- [Collected data]:
== Segment start ==
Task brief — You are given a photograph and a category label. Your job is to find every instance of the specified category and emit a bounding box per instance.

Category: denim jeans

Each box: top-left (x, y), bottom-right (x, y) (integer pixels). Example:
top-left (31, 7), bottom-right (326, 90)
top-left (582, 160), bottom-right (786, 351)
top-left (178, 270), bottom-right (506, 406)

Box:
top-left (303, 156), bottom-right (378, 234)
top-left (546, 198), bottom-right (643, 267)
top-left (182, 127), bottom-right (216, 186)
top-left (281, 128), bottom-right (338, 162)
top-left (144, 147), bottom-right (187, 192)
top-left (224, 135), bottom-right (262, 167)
== Segment end ==
== Segment start ==
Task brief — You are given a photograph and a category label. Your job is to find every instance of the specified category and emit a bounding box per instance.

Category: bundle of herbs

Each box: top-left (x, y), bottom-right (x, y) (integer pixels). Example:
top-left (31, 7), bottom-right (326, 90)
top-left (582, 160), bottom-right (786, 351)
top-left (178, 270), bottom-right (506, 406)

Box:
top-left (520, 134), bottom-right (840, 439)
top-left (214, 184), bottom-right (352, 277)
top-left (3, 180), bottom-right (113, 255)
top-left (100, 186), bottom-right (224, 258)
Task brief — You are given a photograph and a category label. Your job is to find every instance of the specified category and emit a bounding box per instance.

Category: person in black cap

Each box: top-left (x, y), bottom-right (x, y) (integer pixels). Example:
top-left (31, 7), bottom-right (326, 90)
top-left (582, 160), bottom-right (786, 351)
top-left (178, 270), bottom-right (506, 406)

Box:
== Segment end ==
- [Directions for this task]: Both the line containing "Category: bundle of herbs" and the line containing "Category: person in black cap" belong in the answer. Print them and every line above that falls between them exactly, and no others.

- [Your response]:
Category: bundle of herbs

Each box: top-left (x, y), bottom-right (x, y) (integer pixels). Example:
top-left (31, 7), bottom-right (326, 90)
top-left (582, 160), bottom-right (786, 351)
top-left (178, 270), bottom-right (506, 406)

Box:
top-left (520, 134), bottom-right (840, 439)
top-left (214, 184), bottom-right (352, 277)
top-left (3, 180), bottom-right (113, 255)
top-left (100, 186), bottom-right (224, 258)
Task brief — You are given a photograph and a category label. Your job is to find every instance of the specified category and emit a bounding box per instance.

Category: person in black cap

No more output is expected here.